» Exercises to complete:
a – In the piece on the cost of youth sports, where did student volunteers gather to support the Special Olympics athletes?
b – List the travel fees that the youth sports cost piece names as part of a club athlete's cash outlay.
c – Pick up the youth sports cost piece after its final sentence and keep writing.

Recreational sports can be expensive. In addition to the league fees, a player needs to be outfitted with the proper equipment for their sport. You child's uniform may be included in the league fees but if not, that's an additional cost.
If your young player participates in more than one sport, changing sports like a chameleon, the expenses double and triple as the new sport requires more of the same.
If your athlete plays at the club level, the cost of participation is exponentially greater. The seasons run from one to the next without much down time. Your team may hire outside trainers or pay your coaches. You may pay your share of rental fees as you move indoors or to reserve precious field or gym time. Add to your cash outlay travel fees like hotels, meals, and even gas and you need a part-time job to keep up.
Just think what good we could do with all of the money we spend on youth sports.
Critics of our culture's obsession for sports would make the point that the significant use of our resources, both treasure and time, we spend on recreational sports could be better served toward curing disease, feeding the hungry, and bringing about world peace.
And they'd be right.
But they'd be selling short the contributions to society's ills that youth sports participants and volunteers do both on and off the field.
McDaniel College sports teams are involved in community outreach programs and run day camps for kids. High school teams across the county run various fundraisers. Girls' soccer teams raise money to beat breast cancer. Volleyball teams work together to help fight cancer.
Two county lacrosse teams are "Sticking Up for the Homeless" by recruiting pledges for each goal scored to raise money for Human Services Programs of Carroll County for food, shelter and other necessities for the homeless. Student volunteers from around the county converged on Ruby Field at Westminster High School last week to support and celebrate the athletes of the Special Olympics.

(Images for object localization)
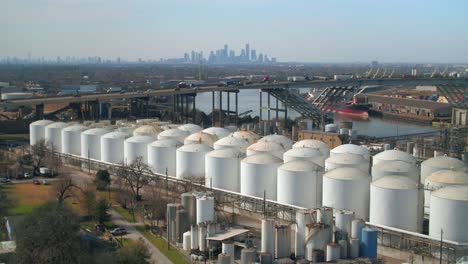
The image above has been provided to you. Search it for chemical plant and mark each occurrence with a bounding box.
[30,119,468,263]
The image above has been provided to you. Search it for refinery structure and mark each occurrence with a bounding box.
[30,119,468,263]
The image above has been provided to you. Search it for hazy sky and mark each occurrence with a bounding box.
[0,0,468,62]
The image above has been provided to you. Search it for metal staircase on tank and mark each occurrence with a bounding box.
[437,85,468,109]
[262,88,322,124]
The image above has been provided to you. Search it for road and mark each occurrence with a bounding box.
[110,209,172,264]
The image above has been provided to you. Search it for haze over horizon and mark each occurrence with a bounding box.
[0,0,468,63]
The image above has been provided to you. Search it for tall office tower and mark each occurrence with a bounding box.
[245,43,250,61]
[250,49,257,61]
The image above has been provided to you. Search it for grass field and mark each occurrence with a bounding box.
[136,226,187,264]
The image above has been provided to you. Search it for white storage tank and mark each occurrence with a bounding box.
[293,139,330,157]
[176,144,213,181]
[148,139,182,176]
[247,142,286,159]
[258,134,293,150]
[45,122,68,152]
[81,128,112,160]
[133,125,163,138]
[240,153,283,201]
[330,144,370,160]
[283,148,326,168]
[424,170,468,213]
[205,148,245,192]
[421,156,466,184]
[124,136,156,165]
[232,130,260,144]
[101,131,130,164]
[213,136,250,153]
[62,125,88,155]
[177,124,203,135]
[158,128,190,143]
[276,160,323,208]
[372,160,419,182]
[184,132,218,147]
[429,185,468,243]
[322,167,371,220]
[372,149,416,165]
[29,120,53,146]
[325,153,370,172]
[202,127,231,139]
[369,176,423,232]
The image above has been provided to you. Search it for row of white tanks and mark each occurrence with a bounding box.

» Answers by item:
a – Ruby Field at Westminster High School

b – Hotels, meals, gas

c –
It doesn't have to be an organized sports team to make contributions to improve the lives of others. Middle and elementary schools hold fun walks and jump rope challenges to raise money. Practically each weekend of the year, throughout the county you will find some sort of fun run, half marathon, or Turkey Trot, all centered around making money for their designated charity.
These charity events can be small and local like a 5K run to raise money for the milk fund of Carroll County Food Sunday to the large and ultra-organized Relay for Life to raise money for The American Cancer Society.
The same parents that shell out countless dollars for their kids sports also dig into their pockets and help raise money for the less fortunate. The money raised is a great by-product of the effort involved but the true prize is the life lessons the kids learn from their charitable acts.
We have them for only a short time but the foundations we build for them will serve them for a lifetime. An old proverb says, "Charity begins at home, but should not end there."
And in rec sports, we're doing our share.